Posted by: hobbesonafob | August 18, 2009

This is either a bad comparison or something worth making note of: Local Politics of Afghanistan and Alabama…yeah I’m going there.

So apparently it is difficult to blog while working and finishing up two full credits  (French and Economics). I’m sure things will slow down once school starts up again, and I begin my M.A. program…

As of now, I’m thought experimenting with democratic state-building. This is partly due to the coming elections in Afghanistan and my general interest that tends to “mission creep” into all sorts of areas.

Here is the point I would like to make in this post (I think): for a healthy democracy to work well in practice, a sense of individualism needs to exist. Not only does this individualism need to exist, but one must be able to act upon his or her individualism. In other words, I can express my own individualism and act upon my own interests without being intimidated, threatened or killed.

Malcolm Gladwell’s recent article on the New Yorker’s website (http://www.newyorker.com/reporting/2009/08/10/090810fa_fact_gladwell) highlights the lack of individualism in Alabama during the 1950s:

The Alabama of Folsom—and Lee—was marked by a profound localism. Political scientists call it the “friends and neighbors” effect. “Alabama voters rarely identified with candidates on the basis of issues,” George Sims writes in his biography of Folsom, “The Little Man’s Best Friend.” “Instead, they tended to give greatest support to the candidate whose home was nearest their own.” Alabama was made up of “island communities,” each dominated by a small clique of power brokers, known as a “courthouse ring.” There were no Republicans to speak of in the Alabama of that era, only Democrats. Politics was not ideological. It was personal.

◆ Listed records

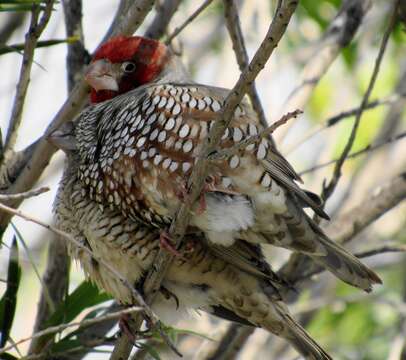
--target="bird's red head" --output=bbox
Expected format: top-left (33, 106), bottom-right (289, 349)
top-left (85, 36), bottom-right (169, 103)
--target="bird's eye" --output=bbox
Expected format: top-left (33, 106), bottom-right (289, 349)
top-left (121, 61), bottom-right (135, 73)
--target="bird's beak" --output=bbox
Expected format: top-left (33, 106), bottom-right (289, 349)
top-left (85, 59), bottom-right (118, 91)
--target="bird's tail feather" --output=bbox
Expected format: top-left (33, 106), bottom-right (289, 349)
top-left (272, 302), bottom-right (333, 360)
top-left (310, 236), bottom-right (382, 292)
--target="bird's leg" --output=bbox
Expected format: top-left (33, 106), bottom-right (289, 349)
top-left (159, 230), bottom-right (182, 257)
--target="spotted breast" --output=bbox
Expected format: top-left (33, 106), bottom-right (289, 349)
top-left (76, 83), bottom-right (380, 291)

==

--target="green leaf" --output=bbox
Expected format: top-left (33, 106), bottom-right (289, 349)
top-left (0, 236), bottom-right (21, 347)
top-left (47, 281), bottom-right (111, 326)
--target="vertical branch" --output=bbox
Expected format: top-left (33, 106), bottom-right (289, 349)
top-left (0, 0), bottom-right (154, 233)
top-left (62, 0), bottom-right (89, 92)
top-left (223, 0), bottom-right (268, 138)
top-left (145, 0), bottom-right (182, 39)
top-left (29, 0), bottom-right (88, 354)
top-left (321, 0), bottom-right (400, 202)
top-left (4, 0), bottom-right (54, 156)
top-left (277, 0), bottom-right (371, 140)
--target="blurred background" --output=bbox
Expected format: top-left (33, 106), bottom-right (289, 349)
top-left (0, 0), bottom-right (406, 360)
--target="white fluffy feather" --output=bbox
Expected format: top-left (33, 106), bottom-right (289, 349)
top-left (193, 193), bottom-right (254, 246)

◆ Problems to solve
A - According to the blog post on democracy and individualism, what three things must a person be able to act on their own interests without being?
B - Extend the blog post on democracy and individualism beyond its last line.

◆ Numbered responses
A - Intimidated, threatened, killed

B -
The idea that primary loyalties were confounding the ability of the individual to vote independently is also apparent in Olivier Roy’s article  “Development and Political Legitimacy: The Cases of Iraq and Afghanistan” (Conflict, Security & Development, 4:2 August 2004) where he describes the “Afghan identity”:

This Afghan identity is based on a common political culture, which could be summarised as follows. ‘Real’ political life is played out at the local level and primary loyalty lies with a ‘solidarity group’, whatever its sociological basis. This function can be fulfilled by any community, clan, tribe or village composed of an extended network of people who tend to consider themselves as protected by this group affiliation and able to build on it for whatever purpose (business relations, political constituency, patronage and clientelism, and also, during the war-armed resistance (p. 173).

I think what is highlighted in both quotes, is the idea that identities play a strong role in politics. Now, if we accept the idea that some cultures are more prone to individualism and other cultures are more prone to collectivism (corporate cultures in different countries have been widely known to exhibit these differences), ultimately, for a strong democracy to work, there must be a strong sense of individualism. If this individualism is lacking, then does it follow that for democratic state-building operations to succeed in a collective culture, a culture change must occur?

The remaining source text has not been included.